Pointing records

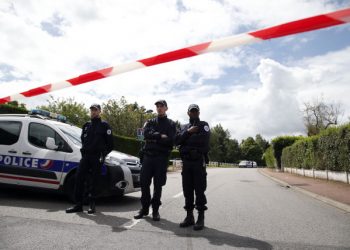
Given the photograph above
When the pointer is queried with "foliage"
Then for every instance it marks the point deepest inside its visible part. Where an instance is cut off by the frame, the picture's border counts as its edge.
(328, 150)
(123, 117)
(269, 157)
(222, 148)
(251, 150)
(320, 115)
(75, 112)
(279, 143)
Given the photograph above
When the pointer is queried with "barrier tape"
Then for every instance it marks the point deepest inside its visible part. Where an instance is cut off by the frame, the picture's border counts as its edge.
(294, 27)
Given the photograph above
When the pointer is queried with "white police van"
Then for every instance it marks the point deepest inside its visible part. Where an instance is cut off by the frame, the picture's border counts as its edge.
(41, 152)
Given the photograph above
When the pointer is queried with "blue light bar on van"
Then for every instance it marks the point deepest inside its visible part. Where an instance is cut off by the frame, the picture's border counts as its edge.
(48, 114)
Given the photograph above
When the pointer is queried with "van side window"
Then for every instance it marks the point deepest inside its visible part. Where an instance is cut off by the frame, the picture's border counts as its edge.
(38, 134)
(9, 132)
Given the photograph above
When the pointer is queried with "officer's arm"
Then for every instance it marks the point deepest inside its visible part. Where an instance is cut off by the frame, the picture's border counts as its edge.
(82, 133)
(149, 133)
(202, 137)
(109, 139)
(182, 136)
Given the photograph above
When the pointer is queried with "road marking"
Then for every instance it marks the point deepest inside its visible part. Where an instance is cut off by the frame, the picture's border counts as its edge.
(178, 195)
(136, 221)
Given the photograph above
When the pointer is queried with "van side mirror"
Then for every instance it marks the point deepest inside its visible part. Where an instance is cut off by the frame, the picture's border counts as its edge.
(50, 143)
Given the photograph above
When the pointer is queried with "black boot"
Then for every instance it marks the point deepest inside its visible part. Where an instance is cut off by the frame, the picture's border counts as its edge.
(141, 213)
(92, 208)
(189, 220)
(155, 215)
(77, 208)
(200, 221)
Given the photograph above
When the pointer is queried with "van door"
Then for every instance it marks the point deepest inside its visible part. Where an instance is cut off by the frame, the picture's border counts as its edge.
(10, 147)
(43, 165)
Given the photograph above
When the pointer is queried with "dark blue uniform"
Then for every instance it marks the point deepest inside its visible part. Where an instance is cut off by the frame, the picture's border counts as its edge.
(155, 159)
(194, 154)
(97, 140)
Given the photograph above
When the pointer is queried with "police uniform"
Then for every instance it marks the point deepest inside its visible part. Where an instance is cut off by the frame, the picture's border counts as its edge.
(194, 149)
(97, 143)
(155, 162)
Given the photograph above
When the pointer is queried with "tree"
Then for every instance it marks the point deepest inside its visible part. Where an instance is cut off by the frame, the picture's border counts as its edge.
(222, 148)
(251, 150)
(319, 115)
(263, 144)
(75, 112)
(123, 117)
(233, 151)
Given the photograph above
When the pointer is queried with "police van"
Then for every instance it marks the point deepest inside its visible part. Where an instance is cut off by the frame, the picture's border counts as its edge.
(40, 150)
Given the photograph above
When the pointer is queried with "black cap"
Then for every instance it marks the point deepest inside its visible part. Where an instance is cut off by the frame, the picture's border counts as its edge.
(95, 106)
(162, 102)
(193, 106)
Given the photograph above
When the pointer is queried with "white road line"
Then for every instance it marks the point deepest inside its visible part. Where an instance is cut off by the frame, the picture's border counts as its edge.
(135, 221)
(178, 195)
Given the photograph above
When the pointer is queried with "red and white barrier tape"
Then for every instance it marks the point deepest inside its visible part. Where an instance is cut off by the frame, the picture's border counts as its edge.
(299, 26)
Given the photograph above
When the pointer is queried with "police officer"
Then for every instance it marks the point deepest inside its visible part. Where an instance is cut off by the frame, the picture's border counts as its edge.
(194, 146)
(97, 142)
(159, 134)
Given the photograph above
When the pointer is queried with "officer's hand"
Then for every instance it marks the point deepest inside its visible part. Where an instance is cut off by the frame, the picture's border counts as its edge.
(193, 129)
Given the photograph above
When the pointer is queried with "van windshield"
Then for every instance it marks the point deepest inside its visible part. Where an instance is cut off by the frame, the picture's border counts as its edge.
(72, 132)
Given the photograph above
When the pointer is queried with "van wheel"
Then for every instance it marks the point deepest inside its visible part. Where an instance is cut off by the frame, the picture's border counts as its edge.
(69, 188)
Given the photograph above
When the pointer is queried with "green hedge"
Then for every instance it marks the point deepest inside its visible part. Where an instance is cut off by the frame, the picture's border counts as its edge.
(328, 150)
(279, 143)
(11, 109)
(269, 158)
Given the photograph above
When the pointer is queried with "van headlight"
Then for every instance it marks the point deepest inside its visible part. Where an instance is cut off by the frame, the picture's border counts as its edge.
(114, 160)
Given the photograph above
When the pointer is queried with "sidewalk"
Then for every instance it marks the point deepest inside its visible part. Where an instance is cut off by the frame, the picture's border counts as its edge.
(331, 192)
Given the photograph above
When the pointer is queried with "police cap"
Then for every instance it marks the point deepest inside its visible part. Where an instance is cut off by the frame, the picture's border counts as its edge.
(193, 106)
(162, 102)
(95, 106)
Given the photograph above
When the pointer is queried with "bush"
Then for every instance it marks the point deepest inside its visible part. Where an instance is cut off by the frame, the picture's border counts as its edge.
(269, 158)
(279, 143)
(328, 150)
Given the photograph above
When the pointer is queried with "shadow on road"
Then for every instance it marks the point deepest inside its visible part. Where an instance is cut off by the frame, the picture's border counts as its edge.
(53, 202)
(215, 237)
(112, 221)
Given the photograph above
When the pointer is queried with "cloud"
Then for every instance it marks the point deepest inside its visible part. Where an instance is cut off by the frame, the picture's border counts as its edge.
(53, 41)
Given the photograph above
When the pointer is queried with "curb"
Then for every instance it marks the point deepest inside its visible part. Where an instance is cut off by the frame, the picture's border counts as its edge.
(324, 199)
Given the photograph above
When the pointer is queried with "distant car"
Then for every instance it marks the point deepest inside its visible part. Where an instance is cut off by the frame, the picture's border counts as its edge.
(247, 164)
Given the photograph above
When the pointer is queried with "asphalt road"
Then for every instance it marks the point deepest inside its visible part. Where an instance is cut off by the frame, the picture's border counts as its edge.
(246, 210)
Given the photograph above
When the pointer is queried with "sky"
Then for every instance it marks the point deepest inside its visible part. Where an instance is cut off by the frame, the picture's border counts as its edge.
(253, 89)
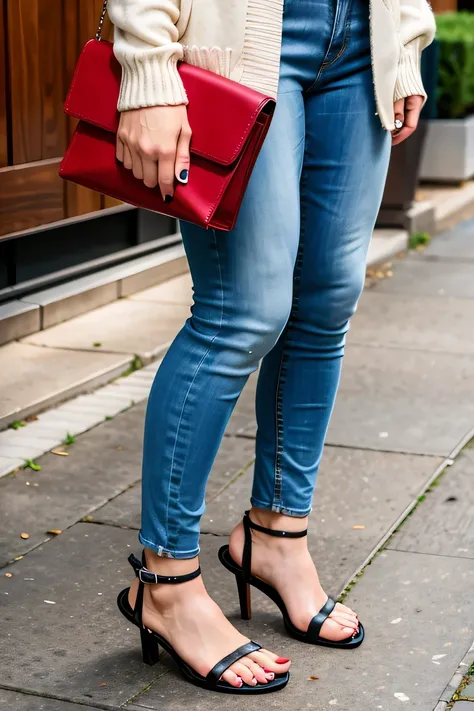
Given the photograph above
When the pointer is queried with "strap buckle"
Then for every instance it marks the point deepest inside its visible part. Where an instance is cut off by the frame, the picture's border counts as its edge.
(152, 577)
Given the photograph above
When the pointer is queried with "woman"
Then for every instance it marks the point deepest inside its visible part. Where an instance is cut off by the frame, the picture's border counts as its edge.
(279, 289)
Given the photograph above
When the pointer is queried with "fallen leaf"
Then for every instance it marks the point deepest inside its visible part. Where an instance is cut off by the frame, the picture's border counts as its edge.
(401, 696)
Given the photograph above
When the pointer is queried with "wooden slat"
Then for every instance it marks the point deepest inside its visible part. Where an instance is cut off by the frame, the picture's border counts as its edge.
(37, 79)
(110, 202)
(3, 98)
(23, 38)
(30, 195)
(52, 42)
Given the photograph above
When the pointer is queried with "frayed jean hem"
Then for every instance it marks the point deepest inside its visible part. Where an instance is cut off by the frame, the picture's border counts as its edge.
(165, 553)
(277, 508)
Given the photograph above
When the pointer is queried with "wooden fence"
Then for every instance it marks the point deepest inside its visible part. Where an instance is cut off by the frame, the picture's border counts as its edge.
(40, 41)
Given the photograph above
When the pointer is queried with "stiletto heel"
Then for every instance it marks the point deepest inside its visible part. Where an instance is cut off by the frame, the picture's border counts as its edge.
(245, 579)
(150, 648)
(152, 641)
(245, 598)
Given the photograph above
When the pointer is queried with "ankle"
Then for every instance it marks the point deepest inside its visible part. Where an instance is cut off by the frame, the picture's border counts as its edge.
(277, 521)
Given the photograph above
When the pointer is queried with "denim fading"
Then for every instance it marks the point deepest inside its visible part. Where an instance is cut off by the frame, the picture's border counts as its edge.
(279, 290)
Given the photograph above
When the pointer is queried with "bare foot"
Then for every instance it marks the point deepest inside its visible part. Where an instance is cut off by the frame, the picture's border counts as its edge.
(286, 564)
(196, 627)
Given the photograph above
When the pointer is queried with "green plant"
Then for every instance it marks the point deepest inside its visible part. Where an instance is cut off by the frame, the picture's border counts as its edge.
(418, 239)
(455, 35)
(17, 424)
(31, 465)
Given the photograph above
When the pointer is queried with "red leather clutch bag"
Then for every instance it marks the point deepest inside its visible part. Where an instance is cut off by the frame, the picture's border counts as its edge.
(229, 124)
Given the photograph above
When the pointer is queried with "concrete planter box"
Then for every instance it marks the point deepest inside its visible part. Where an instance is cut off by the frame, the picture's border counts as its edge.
(449, 150)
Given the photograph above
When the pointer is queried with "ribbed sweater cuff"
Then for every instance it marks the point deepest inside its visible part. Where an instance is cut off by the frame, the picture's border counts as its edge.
(150, 80)
(409, 81)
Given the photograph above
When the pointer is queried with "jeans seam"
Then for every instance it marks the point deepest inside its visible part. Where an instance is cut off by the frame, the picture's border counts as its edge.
(325, 65)
(198, 367)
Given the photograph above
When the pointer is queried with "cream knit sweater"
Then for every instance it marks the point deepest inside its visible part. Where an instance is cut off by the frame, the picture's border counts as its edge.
(241, 39)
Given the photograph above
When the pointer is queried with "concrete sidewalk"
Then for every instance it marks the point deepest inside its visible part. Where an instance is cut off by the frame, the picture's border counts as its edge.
(393, 514)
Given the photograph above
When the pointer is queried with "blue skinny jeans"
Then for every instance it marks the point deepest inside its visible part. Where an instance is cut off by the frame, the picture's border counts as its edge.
(278, 290)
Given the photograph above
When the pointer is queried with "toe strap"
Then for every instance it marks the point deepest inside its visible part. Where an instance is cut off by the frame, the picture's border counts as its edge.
(318, 620)
(216, 673)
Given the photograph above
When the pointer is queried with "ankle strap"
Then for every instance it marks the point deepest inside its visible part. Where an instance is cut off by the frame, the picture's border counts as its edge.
(270, 531)
(147, 576)
(250, 526)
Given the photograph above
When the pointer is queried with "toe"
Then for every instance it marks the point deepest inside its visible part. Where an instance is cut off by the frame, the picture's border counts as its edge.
(257, 670)
(270, 661)
(232, 678)
(345, 620)
(244, 672)
(335, 631)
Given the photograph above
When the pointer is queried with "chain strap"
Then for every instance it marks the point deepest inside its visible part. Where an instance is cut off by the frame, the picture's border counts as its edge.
(98, 34)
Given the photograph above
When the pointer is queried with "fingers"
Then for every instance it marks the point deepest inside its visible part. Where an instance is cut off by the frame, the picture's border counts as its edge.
(127, 157)
(154, 144)
(166, 163)
(119, 150)
(150, 172)
(409, 116)
(182, 155)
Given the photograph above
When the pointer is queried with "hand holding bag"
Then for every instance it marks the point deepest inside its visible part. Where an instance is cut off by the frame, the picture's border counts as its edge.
(229, 122)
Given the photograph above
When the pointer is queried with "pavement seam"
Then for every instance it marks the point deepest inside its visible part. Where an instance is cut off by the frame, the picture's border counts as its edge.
(439, 472)
(59, 697)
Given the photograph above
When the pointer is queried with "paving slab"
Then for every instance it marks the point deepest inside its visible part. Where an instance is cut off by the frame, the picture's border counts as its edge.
(444, 522)
(416, 276)
(427, 323)
(98, 467)
(372, 489)
(122, 327)
(392, 399)
(174, 291)
(71, 648)
(235, 456)
(395, 661)
(48, 375)
(457, 243)
(14, 701)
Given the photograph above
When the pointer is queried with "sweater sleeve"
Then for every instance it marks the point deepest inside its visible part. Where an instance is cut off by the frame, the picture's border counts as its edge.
(146, 45)
(417, 30)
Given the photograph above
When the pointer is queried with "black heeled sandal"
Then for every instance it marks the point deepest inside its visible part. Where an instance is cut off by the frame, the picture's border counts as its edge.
(151, 641)
(245, 579)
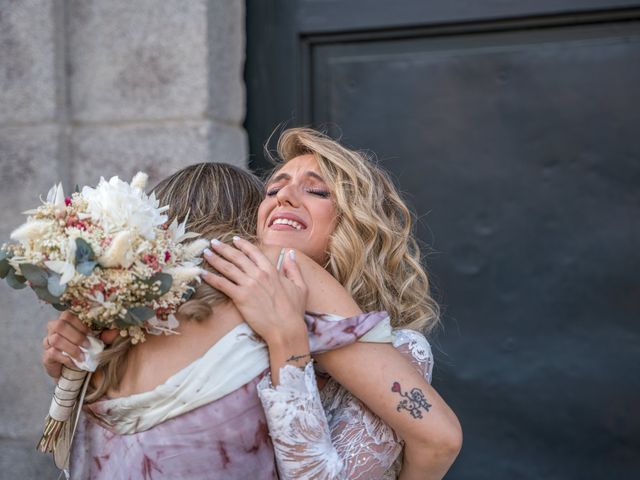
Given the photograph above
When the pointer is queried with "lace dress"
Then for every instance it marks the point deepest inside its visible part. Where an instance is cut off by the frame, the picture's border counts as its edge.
(206, 421)
(330, 434)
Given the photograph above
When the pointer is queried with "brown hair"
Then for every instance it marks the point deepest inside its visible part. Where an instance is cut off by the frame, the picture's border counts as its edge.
(372, 252)
(219, 201)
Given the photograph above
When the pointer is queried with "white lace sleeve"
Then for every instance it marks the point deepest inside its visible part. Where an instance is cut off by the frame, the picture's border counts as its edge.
(332, 435)
(414, 346)
(298, 426)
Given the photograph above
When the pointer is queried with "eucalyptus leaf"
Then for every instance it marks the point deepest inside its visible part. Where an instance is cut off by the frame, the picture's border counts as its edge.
(136, 316)
(15, 281)
(36, 275)
(165, 280)
(84, 252)
(59, 306)
(53, 285)
(43, 294)
(86, 267)
(4, 267)
(141, 314)
(123, 322)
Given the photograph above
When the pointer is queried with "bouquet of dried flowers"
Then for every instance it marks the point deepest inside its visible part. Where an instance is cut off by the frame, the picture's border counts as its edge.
(108, 255)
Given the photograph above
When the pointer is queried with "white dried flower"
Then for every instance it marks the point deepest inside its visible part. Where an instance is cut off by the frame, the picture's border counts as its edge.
(32, 230)
(119, 253)
(56, 196)
(117, 206)
(140, 181)
(185, 273)
(195, 249)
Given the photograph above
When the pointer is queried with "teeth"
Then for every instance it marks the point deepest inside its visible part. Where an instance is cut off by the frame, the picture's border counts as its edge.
(286, 221)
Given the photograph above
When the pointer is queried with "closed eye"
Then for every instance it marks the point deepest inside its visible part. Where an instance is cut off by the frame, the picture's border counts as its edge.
(319, 193)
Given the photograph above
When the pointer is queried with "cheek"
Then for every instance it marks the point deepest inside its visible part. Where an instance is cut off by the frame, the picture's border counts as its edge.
(263, 212)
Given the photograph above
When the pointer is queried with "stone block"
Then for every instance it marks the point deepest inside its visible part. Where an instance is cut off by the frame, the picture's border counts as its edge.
(29, 168)
(27, 71)
(138, 60)
(228, 144)
(19, 459)
(157, 149)
(226, 26)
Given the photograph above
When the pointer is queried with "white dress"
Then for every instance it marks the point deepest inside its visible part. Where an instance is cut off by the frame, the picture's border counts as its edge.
(330, 434)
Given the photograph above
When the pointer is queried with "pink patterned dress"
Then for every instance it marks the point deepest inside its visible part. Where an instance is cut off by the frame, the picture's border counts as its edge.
(176, 431)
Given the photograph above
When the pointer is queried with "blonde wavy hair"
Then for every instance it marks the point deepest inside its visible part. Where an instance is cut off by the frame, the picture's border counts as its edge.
(372, 252)
(219, 201)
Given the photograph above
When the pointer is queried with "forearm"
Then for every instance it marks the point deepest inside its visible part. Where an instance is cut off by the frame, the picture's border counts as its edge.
(425, 462)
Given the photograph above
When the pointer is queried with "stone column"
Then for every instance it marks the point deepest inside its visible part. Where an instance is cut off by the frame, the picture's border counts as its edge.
(90, 88)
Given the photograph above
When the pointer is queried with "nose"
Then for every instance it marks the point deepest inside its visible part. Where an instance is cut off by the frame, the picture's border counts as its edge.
(288, 195)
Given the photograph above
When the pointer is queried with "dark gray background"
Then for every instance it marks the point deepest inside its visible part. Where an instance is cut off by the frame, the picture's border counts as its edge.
(512, 128)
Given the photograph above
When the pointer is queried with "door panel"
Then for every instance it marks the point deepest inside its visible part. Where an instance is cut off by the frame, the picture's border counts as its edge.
(514, 139)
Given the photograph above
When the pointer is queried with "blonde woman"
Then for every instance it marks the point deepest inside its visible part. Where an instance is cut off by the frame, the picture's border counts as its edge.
(344, 212)
(430, 445)
(186, 406)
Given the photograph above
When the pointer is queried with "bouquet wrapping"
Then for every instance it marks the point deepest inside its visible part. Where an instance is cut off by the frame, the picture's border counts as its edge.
(108, 255)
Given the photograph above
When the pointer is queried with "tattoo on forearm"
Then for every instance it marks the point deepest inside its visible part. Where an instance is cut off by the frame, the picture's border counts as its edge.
(295, 358)
(414, 401)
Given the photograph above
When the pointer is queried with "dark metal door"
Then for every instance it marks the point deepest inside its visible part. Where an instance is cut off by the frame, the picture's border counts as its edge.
(513, 129)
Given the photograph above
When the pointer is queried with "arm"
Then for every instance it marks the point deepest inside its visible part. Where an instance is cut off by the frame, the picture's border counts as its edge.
(371, 372)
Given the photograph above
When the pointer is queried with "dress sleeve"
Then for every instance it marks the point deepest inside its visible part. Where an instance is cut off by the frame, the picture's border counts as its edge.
(338, 438)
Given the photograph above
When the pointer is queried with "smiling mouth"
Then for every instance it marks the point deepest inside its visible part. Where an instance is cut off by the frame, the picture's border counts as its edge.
(286, 224)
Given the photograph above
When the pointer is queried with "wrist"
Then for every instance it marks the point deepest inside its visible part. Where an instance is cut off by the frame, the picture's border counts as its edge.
(293, 337)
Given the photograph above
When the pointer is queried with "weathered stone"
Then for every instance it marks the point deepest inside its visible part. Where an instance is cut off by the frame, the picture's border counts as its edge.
(228, 144)
(157, 149)
(20, 460)
(29, 169)
(138, 60)
(226, 60)
(27, 72)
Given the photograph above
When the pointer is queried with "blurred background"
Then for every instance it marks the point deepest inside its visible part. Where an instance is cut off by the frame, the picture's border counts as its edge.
(511, 127)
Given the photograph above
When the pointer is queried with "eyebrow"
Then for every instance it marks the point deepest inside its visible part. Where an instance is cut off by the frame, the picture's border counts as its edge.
(286, 176)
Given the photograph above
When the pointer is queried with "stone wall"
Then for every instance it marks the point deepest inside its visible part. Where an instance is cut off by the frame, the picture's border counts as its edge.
(91, 88)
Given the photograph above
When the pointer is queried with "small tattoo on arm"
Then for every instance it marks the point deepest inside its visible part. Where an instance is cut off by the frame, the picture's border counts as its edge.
(413, 401)
(295, 358)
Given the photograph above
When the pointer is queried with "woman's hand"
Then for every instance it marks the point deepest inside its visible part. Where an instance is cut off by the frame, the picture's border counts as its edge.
(271, 302)
(65, 335)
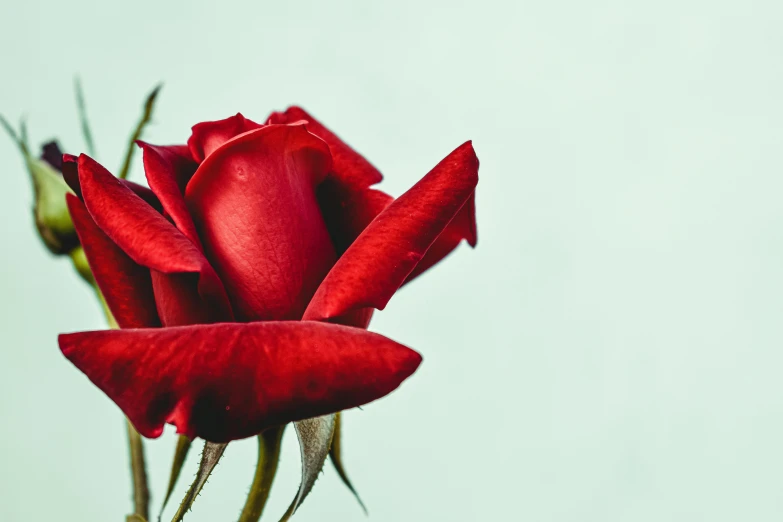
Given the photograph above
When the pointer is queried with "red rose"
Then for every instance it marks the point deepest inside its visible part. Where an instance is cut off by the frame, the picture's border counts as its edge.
(244, 282)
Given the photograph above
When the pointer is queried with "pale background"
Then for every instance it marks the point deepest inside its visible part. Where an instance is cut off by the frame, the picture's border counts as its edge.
(612, 349)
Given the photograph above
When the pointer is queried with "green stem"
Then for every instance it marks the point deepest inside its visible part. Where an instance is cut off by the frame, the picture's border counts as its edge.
(268, 457)
(141, 494)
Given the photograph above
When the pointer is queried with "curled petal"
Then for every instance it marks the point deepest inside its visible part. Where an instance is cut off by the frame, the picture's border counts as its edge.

## What you should do:
Gather every line of the records that contains the word "background" and copy each one out.

## Worked answer:
When the pointer is queried with "dark gray background"
When the pointer is queried with "blurred background"
When the pointer is queried with "pale background"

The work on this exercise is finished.